1994 – 2018
1962 to present, Washington, DC mainly
Over all the years I knew her, Celestine remained disarmingly beautiful and joyful. She irradiated the same exuberance for life and genuine interest in others that characterized her mother, my Aunt Netty. Both, possessed this crazy, offbeat joy that was so intoxicating it could draw you in and send you off in directions you never thought possible!
The first time I remember seeing Celestine Favrot was at her wedding in 1962. In my inexperienced mind, she was simply a beautiful, joyful princess on the arm of my Uncle Larry walking her down the aisle to the dashing and adventurous Tom Arndt. It was the first time I felt her magic, saw sunshine in her smile, and heard the pure exhilaration of her laughter!
Now, we all knew that this beguiling and beautiful newlywed was moving to far away Asia. To my seven-year-old self whose TV viewing included old black-and-white war movies, I found it confusing. Weekly, I watched frightening death and destruction at Pearl Harbor, Saipan, Bataan, Heartbreak Ridge, or Pork Chop Hill. It was clear to me I was afraid of “over there,” so why, I wondered, was my cousin moving somewhere so far away and so frightening?
My second vivid memory of Celestine was when she was just back from India (was it Marcia’s wedding?). She was wearing a brightly-colored sari and she had three young sons in tow. She was now a beautiful, exotic vision of joy. Just watching her sent a delighted shiver down my spine at the dizzying fusion of cultures on display. I was entranced by her aesthetic but also incredibly moved by her down-to-earth demeanor as she seamlessly interchanged her roles as mother, daughter, wife, and concerned and informed global citizen.
Fast forward the years to my attending Mount Holyoke College in 1973, a college selection influenced by both Jeanette’s and Cely’s Seven Sister forays to Wellesley. There, I fell in love with Chinese history. It was destiny. Cely and Tom introduced me to what would become my passion. Their influence on my life was profound. They helped me to see the world differently. Tom’s and Cely’s unapologetic globalist views and compassionate zest for Asia, and their work there, and their decision to raise children there, expanded my universe not to see geographical boundaries as barriers and to appreciate the art, food, and people of the world in a new way.

## [Challenges]
A. Name each battle site that the memoir about Celestine mentions in connection with the war movies.
B. Write the next part of the memoir about Celestine, picking up after its final sentence.
The location labeling data is not needed for any of this work.

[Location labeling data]
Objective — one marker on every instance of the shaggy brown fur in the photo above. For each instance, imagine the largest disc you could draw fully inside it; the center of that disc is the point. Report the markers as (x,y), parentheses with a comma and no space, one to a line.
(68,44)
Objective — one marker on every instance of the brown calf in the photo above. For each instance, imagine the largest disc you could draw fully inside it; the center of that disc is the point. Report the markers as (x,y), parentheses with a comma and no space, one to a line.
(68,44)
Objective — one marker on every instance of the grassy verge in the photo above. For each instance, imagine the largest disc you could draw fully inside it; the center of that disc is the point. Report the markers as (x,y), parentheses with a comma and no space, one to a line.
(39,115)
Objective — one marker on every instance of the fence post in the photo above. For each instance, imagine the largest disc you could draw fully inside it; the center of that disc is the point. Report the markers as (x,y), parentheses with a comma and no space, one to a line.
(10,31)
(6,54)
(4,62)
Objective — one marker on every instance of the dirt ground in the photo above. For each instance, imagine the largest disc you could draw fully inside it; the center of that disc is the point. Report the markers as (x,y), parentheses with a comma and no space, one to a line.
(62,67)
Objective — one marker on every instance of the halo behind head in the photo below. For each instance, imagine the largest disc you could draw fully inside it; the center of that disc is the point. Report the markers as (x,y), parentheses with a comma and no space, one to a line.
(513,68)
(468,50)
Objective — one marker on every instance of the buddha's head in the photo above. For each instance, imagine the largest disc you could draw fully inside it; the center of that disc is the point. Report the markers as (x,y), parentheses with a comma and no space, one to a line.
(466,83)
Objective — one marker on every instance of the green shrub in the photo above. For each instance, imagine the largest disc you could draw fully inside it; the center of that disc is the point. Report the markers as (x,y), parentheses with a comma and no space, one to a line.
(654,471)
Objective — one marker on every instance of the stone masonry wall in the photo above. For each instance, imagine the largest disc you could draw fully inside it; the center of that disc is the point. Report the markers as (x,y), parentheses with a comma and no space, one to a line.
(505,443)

## [Expected answers]
A. Pearl Harbor, Saipan, Bataan, Heartbreak Ridge, Pork Chop Hill

B.
Six years later, while attending the LBJ School of Public Affairs at the University of Texas at Austin, I landed an internship with the Agency for International Development in Washington, D.C. Tom worked there and Cely and Tom graciously invited me to stay with them in the summer of 1979. Each work day, I commuted to USAID Headquarters with Tom and their neighbor, “Dan the Man,” as the boys loved to call him. I had the unique privilege of sharing lively, humor-filled conversations at family meals where everyone’s voice was both listened to and poked at and prodded. I saw Cely as the Mom she was to four active sons. Anything was possible with them and she took it with calm recognition, laughter, and true joie de vivre.
I remember one evening, in particular, when dinner was ready and we were calling the boys in to come and eat. It turned out that all four of them were perched on the roof of a two-story house that was being built across the street. I remember being quite fearful for their safety. Cely, however, saw it as yet another example of their pushing boundaries, identifying comfort zones, and figuring out life’s challenges as they made their ways into manhood. She reveled in her sons’ mutual trust and reliance on one another.
It was that summer, I believe, when the brakes went out on their VW bus coming back from a sailing vacation in Maine. Tom and the boys were giddy in their recounting of the event when they arrived home.
When I moved to D.C. in 1980 to work for the U.S. Department of Education, I would have coffee with Cely in Georgetown, on occasion. She was becoming more and more of an impassioned advocate working for denuclearization, population control, and protecting the environment. She invited me to share Thanksgiving with them in 1984. And, of course, I was at Tom’s Memorial Service in 1985.
It was also in 1985 when I got married. Cely and my Tia arranged for a lovely party for family and friends before my wedding day. Cely’s emotions were still raw from the pain of Tom’s passing. And, after I walked up the aisle to the altar, Celestine fled the chapel in tears–my Aunt Netty three paces behind her. It was such a human moment. A moment of love and pain. A family moment. All of our hearts were with her.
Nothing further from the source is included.